REQUIREMENT
Every line that contains the word "occurrence" should be copied from the records below.

######

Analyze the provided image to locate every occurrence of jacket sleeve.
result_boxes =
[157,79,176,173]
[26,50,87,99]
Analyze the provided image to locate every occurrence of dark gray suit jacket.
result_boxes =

######

RESULT FOR THIS EXERCISE
Analyze the provided image to locate every occurrence of jacket sleeve.
Analyze the provided image to locate every occurrence of dark gray suit jacket.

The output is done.